- [OBJECTIVE] Duplicate the records below, starting at the line that contains "Where can you spot the door" and ending with the last line of the records.

- [EXERCISE INPUTS]
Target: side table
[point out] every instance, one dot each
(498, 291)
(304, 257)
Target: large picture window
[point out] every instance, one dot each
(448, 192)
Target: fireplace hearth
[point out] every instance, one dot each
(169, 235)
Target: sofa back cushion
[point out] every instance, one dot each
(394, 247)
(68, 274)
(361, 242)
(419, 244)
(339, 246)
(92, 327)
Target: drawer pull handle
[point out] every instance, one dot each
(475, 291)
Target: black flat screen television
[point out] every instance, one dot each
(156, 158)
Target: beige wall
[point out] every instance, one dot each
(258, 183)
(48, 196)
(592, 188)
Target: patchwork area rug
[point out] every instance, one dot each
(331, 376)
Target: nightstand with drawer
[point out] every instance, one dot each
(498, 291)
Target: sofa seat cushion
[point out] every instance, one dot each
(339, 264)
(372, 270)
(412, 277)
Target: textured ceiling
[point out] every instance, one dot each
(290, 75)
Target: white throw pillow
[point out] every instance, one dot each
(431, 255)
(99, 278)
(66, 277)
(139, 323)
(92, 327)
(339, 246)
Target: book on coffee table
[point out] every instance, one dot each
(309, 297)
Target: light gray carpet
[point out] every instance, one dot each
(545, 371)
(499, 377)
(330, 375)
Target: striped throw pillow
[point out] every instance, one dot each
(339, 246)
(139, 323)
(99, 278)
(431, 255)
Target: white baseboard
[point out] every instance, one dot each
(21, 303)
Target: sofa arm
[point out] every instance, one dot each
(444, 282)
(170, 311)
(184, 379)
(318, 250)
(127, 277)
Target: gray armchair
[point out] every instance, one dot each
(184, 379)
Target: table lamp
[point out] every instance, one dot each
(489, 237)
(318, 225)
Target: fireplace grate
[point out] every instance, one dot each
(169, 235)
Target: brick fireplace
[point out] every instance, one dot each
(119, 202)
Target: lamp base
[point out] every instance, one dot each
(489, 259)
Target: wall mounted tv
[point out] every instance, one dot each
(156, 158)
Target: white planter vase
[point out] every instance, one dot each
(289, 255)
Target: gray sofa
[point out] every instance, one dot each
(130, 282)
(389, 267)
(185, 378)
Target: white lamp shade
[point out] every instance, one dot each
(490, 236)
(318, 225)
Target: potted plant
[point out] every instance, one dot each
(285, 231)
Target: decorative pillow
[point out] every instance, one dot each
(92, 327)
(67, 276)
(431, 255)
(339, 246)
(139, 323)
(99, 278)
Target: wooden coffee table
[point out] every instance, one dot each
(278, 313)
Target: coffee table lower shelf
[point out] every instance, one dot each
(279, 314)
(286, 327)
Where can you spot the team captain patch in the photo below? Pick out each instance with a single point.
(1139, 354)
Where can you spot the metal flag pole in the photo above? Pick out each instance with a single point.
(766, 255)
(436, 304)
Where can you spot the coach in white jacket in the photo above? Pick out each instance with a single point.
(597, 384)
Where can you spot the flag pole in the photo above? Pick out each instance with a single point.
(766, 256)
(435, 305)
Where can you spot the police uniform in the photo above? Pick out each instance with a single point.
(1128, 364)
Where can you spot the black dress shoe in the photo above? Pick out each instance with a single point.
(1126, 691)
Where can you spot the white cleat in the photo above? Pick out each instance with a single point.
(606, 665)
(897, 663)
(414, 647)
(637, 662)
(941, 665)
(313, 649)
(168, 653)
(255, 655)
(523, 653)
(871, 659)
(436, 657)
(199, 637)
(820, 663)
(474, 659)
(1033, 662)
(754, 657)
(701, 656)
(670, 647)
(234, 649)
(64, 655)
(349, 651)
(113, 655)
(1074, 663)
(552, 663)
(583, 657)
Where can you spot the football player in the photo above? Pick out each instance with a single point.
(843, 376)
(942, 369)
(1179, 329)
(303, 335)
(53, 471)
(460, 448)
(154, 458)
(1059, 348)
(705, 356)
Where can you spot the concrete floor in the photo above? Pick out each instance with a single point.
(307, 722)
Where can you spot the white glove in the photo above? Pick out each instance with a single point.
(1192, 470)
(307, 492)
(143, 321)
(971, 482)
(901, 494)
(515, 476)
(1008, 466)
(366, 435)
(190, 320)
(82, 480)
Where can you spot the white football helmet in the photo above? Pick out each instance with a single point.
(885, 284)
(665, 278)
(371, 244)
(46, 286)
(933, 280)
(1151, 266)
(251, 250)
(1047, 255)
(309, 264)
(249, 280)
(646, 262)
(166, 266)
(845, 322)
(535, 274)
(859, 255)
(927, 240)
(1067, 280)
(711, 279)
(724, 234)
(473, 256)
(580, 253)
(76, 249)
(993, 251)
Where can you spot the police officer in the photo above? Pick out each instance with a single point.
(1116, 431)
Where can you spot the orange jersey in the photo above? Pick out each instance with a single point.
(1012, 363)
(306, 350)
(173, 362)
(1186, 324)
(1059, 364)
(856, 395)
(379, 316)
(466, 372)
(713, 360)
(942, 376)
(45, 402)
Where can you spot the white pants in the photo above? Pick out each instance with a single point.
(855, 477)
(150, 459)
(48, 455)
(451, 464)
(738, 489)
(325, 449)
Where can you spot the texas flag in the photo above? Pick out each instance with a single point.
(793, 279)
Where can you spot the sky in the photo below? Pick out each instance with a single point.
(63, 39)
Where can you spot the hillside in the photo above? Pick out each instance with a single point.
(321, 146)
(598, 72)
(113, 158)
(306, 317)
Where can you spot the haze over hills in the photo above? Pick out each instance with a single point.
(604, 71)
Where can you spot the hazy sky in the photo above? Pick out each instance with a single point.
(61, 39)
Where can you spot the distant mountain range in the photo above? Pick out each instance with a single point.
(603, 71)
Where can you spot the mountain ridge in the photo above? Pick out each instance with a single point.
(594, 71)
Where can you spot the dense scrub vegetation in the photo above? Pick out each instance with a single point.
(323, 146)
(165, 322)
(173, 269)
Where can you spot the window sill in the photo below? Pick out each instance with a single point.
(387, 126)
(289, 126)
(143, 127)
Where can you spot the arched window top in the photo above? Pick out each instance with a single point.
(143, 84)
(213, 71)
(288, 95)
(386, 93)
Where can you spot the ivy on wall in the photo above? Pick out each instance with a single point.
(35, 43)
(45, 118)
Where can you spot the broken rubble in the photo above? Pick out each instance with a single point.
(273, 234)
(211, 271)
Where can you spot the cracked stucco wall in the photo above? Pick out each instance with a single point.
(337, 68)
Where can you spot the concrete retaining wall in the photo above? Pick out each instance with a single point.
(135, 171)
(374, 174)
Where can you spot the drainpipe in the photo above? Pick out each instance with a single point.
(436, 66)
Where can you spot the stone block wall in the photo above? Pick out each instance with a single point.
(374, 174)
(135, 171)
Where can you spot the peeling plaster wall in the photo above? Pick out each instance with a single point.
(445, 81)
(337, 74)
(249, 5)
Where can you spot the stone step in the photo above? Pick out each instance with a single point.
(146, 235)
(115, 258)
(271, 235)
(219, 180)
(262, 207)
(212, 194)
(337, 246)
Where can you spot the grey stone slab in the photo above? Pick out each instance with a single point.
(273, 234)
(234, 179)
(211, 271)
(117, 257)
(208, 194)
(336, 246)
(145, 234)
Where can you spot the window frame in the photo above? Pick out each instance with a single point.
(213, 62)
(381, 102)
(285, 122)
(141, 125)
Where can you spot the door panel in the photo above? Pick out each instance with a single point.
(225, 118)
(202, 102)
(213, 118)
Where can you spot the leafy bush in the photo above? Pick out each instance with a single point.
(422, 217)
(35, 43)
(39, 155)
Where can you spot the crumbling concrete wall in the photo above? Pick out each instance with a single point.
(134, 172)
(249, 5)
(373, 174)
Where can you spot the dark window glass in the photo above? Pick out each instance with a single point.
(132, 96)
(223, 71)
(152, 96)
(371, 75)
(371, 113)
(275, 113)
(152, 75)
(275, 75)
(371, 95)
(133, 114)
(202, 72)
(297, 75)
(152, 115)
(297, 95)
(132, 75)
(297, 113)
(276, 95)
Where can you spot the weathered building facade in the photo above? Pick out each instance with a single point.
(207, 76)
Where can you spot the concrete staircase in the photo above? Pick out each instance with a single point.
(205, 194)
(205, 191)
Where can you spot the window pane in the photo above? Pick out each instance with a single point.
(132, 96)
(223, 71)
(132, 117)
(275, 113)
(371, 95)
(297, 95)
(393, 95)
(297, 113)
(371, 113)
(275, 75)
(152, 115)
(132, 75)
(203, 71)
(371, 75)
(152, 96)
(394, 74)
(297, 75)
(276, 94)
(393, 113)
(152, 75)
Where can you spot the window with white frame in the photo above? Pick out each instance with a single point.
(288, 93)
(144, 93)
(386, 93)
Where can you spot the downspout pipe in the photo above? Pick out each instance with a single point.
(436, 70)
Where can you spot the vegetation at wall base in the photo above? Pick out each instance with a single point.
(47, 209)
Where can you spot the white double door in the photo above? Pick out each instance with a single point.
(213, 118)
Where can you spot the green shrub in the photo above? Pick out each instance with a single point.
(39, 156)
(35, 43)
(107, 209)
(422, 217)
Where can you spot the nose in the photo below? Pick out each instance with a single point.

- [IN RESPONSE]
Where can you spot the door panel in the photo above? Pick out each instance with a single point.
(225, 118)
(202, 102)
(213, 118)
Where can you spot the leafy bush in the photo above? Pick out each instance with a single point.
(422, 217)
(35, 43)
(39, 155)
Where can you spot the crumbling concrete wall in the photo above? Pick out each instance with a single point.
(134, 172)
(249, 5)
(373, 174)
Where can you spot the dark window glass in the photo above? Pick out each instance with a single point.
(132, 96)
(223, 71)
(152, 96)
(371, 75)
(371, 113)
(275, 113)
(152, 75)
(275, 75)
(371, 95)
(133, 114)
(202, 72)
(297, 75)
(152, 115)
(297, 95)
(132, 75)
(297, 113)
(276, 95)
Where can you spot the weathered building facade in the photo above? Pick out each instance with a single point.
(207, 76)
Where can you spot the concrete staircase in the photo above? Pick out each instance with a single point.
(205, 194)
(205, 191)
Where can you spot the window pane in the photo above? Pick out each instance with a single point.
(132, 96)
(223, 71)
(132, 117)
(275, 113)
(371, 95)
(297, 95)
(393, 95)
(297, 113)
(371, 113)
(275, 75)
(152, 115)
(132, 75)
(203, 71)
(371, 75)
(152, 96)
(394, 74)
(297, 75)
(276, 94)
(393, 113)
(152, 75)
Where can you spot the window with white frame in the photo above? Pick out each instance with a single point.
(288, 93)
(144, 93)
(386, 93)
Where can you spot the downspout pipe in the photo above? Pick out each instance with a single point.
(436, 70)
Where can you spot the vegetation at wall base in the photo above? Pick out each instance with a single point.
(47, 209)
Where can you spot the white double door in the photo above? Pick out each instance with a single point.
(213, 118)
Where can you spot the green shrub in the photo above? Pick out each instance with a single point.
(39, 156)
(35, 43)
(107, 209)
(422, 217)
Where can you spot the nose in the photo below? Pick out each instance with a single point.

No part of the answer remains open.